WHAT YOU ARE ASKED TO DO: Can you extend the essay comparing the 1976 and 2020 presidential elections, picking up right after its final sentence?

READING TEXT:
-- Begin --

Think this is a different kind of election? Right about now during the 1976 presidential campaign, fully a third of the electorate was undecided. This year, the undecideds comprise about 7% of the electorate.
What’s the difference? The candidates, the country, the national mood, everything. But 1976 is a good place to start to understand what is happening with the candidates, country, national mood – indeed, everything.
The candidates that year seem to us now to have been painted in earth tones. It didn’t look that way in our bicentennial year. But history has a way of wiping away the extreme coloration of things, to reduce vivid shades to beige and taupe.
On the ballot was Gerald Ford, the incumbent president – the only unelected chief executive in our history, a onetime partisan brawler who transitioned seamlessly into a soothing presence: calm, assuring, tainted mostly by a pardon of his predecessor, Richard Nixon, that seemed like heresy at the time but that history has rewarded and redeemed. His challenger was Jimmy Carter, another soothing presence, offering healing and honesty, himself enough of a bumpkin (the peanut farmer from the rural crossroads of Plains, Georgia, presented an appealing update on the log-cabin images of the 19th century) and enough of a sophisticate (his nuclear engineering background from Annapolis gave him a modern air) to be an unthreatening balance of past and present.
Let’s not forget: Ford was a conservative, at least by that era’s definition. Carter was a liberal, at least by the measure of the times. But in retrospect, they seem almost interchangeable, and though they battled earnestly and urgently, in time they came to respect, even to like, each other. (Years ago I worked on a lengthy magazine piece on how presidents pray during their White House years and had a revealing conversation with Carter. He asked if I had spoken with Ford, and I said I hadn’t been able to get an interview. He offered to call Ford. Soon thereafter, Ford was on the phone with me.)
Now let’s look at politics 2020, and measure it by what I found in my mailbox the other day and what I heard on the telephone a day later.
First, from the mailbox: an 8.5-by-11-inch cardboard placard with a picture of a wan-looking former Vice President Joseph R. Biden Jr. with his arm around a demonic-looking Sen. Bernie Sanders of Vermont. The message in boldface capital letters: “JOE BIDEN HAS COMPLETELY EMBRACED THE RADICAL LEFT.” On the back were charges that Biden would promulgate “the biggest (tax increase) in history,” would “give amnesty to 11 million illegal immigrants, letting them compete for American jobs,” and would support Green New Deal legislation that would have the effect of “destroying millions of blue-collar energy jobs and threatening our way of life.”
Now the telephone: It was a top Democrat calling President Donald J. Trump “disgraceful and disgusting.”

-- End --

ITEMS:

-- Begin --

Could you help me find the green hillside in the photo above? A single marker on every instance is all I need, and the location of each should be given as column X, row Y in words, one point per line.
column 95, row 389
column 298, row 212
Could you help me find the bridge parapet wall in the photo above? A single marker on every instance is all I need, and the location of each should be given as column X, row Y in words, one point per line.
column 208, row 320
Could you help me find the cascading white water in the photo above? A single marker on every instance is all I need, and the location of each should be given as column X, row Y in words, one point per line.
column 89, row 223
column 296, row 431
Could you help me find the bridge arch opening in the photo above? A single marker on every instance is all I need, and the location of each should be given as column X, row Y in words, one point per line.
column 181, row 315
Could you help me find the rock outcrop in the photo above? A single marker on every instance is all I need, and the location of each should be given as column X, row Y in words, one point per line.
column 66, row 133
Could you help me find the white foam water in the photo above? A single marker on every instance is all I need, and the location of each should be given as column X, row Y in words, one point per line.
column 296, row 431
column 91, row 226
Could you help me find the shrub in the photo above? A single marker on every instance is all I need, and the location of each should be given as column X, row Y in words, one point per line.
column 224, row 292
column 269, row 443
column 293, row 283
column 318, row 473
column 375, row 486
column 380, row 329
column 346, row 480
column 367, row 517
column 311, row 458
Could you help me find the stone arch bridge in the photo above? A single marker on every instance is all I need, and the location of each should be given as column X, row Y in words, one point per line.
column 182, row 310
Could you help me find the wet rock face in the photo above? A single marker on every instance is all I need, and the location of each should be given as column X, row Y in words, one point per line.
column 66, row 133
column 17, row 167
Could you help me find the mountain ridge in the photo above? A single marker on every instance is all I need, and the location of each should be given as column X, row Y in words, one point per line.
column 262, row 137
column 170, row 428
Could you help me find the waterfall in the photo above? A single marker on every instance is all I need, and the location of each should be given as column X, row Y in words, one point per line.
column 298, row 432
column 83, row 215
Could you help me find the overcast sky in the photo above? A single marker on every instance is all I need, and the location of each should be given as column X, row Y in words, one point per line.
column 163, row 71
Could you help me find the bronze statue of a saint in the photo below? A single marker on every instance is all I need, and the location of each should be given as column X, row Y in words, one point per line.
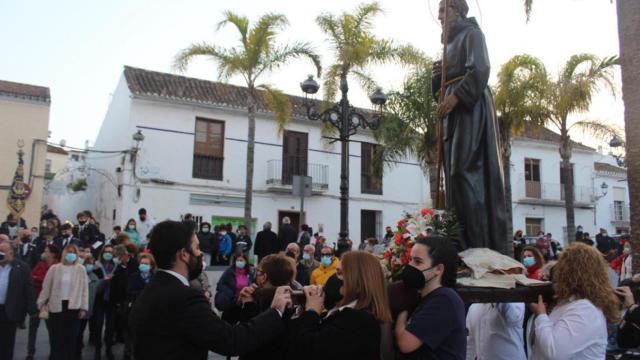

-- End --

THE RESULT:
We can argue about who is responsible for this change; the public verdict on that question pretty much reflects the public poll numbers right now. Those who support Biden feel Trump deserves the blame. Those who support Trump believe Biden and his onetime patron, Barack Obama, are culpable.
But we cannot disagree that this election – described by both sides as the most important of our lifetimes, a characterization that is employed every four years but really may be the case this time – is being conducted in a country divided.
But hold it. Maybe the country is not that much changed after all.
Let’s examine an important but overlooked Gallup Organization poll that was taken earlier this year, involving more than 29,000 interviews with American adults. It presents us with some intriguing, somewhat surprising, elements.
It tells us that Americans are leaning more Democratic than Republican. That should be succor for Biden’s supporters. But it also concludes that the country remains “center-right.” That should please Trump’s partisans. It was a pretty much center-right country that confronted the Ford-Carter election. That country in 1976 chose Carter, the Democrat. Then four years later, it chose Ronald Reagan, the Republican and the conservatives’ conservative.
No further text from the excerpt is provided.